PROBLEM 1: From the LSTMfactors help page below, list every date field along with its date value.

Help for package LSTMfactors

Type:

Package

Title:

Determining the Number of Factors in Exploratory Factor Analysis by LSTM

Version:

1.0.0

Date:

2025-06-25

Author:

Haijiang Qin

[aut, cre, cph], Lei Guo

[aut, cph]

Maintainer:

Haijiang Qin <haijiang133@outlook.com>

Description:

A method for factor retention using a pre-trained Long Short Term Memory (LSTM) Network, which is originally developed by Hochreiter and Schmidhuber (1997) <doi:10.1162/neco.1997.9.8.1735>, is provided. The sample size of the dataset used to train the LSTM model is 1,000,000. Each sample is a batch of simulated response data with a specific latent factor structure. The eigenvalues of these response data will be used as sequential data to train the LSTM. The pre-trained LSTM is capable of factor retention for real response data with a true latent factor number ranging from 1 to 10, that is, determining the number of factors.

License:

GPL-3

Depends:

R (≥ 4.3.0)

Imports:

reticulate, EFAfactors

RoxygenNote:

7.3.2

Encoding:

UTF-8

NeedsCompilation:

yes

Collate:

'af.softmax.R' 'check_python_libraries.R' 'data.DAPCS.R' 'data.datasets.LSTM.R' 'data.scaler.LSTM.R' 'LSTM.R' 'extractor.feature.R' 'load.R' 'normalizor.R' 'plot.R' 'print.R' 'utils.R' 'zzz.R'

Repository:

CRAN

URL:

https://haijiangqin.com/LSTMfactors/

Packaged:

2025-07-03 13:00:29 UTC; Haijiang

Date/Publication:

2025-07-07 12:50:12 UTC

A pre-trained Long Short Term Memory (LSTM) Network for Determining the Number of Factors

Description

This function will invoke a pre-trained Long Short Term Memory (LSTM) Network that can reliably perform the task of determining the number of factors. The maximum number of factors that the network can discuss is 10. The LSTM model is implemented in Python and trained on PyTorch (https://pytorch.org/) with CUDA 12.6 for acceleration. After training, the LSTM were saved as LSTM.onnx file. The LSTM function performs inference by loading the LSTM.onnx file in both Python and R environments. Therefore, please note that Python (suggested >= 3.11) and the libraries numpy and onnxruntime are required. @seealso check_python_libraries

To run this function, Python (suggested >= 3.11) is required, along with the installation of numpy and onnxruntime. See more in Details and Note.

PROBLEM 2: Select each line in the records below that contains the string "headdress".

DATA PROVIDED:
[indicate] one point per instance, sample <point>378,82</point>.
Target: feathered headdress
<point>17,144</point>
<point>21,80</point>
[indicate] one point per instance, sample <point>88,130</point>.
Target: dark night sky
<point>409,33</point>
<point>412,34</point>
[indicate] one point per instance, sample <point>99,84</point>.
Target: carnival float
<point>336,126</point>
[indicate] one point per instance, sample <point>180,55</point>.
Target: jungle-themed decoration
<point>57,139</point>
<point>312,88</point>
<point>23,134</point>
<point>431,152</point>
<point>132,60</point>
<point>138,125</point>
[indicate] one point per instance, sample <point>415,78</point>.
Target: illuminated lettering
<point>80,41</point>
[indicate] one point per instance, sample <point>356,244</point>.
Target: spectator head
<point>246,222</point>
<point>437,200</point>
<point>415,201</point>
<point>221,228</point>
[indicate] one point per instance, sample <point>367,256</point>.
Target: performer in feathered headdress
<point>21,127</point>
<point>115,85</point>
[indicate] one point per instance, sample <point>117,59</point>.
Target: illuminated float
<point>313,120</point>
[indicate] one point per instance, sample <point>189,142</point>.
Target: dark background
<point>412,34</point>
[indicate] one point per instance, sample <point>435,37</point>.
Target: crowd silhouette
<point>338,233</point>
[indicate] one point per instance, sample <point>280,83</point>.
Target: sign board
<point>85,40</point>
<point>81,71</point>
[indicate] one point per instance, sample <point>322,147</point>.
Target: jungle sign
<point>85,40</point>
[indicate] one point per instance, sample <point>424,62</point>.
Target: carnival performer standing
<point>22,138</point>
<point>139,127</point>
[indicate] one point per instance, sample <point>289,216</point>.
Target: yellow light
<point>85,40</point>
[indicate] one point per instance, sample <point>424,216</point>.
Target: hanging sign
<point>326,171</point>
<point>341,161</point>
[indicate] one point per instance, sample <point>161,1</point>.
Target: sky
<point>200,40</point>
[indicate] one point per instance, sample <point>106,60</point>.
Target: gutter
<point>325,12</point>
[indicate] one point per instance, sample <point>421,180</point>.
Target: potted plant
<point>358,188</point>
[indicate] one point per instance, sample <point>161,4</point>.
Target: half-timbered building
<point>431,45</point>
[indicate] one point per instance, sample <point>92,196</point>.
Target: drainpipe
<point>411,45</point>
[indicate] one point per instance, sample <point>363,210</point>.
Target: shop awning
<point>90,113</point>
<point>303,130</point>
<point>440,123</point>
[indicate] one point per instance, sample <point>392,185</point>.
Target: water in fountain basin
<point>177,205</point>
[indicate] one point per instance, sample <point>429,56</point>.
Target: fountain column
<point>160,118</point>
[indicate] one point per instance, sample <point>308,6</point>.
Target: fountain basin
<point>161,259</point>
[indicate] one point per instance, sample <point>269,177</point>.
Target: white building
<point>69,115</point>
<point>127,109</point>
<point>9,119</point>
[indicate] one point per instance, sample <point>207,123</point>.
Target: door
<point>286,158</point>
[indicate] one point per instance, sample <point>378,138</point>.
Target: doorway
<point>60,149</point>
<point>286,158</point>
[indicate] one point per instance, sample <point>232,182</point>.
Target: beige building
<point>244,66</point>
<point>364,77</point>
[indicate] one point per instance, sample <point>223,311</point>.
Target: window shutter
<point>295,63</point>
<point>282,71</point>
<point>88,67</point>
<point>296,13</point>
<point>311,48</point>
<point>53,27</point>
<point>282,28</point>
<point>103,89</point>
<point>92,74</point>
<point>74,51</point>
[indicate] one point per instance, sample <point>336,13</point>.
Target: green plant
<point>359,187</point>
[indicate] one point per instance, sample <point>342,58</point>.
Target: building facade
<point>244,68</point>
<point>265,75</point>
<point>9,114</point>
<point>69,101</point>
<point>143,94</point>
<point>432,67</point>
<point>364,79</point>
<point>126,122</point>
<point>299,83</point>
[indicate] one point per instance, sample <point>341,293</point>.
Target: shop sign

COMPLETE OUTPUT 1:
Date: 2025-06-25
Packaged: 2025-07-03 13:00:29 UTC
Date/Publication: 2025-07-07 12:50:12 UTC

COMPLETE OUTPUT 2:
Target: feathered headdress
Target: performer in feathered headdress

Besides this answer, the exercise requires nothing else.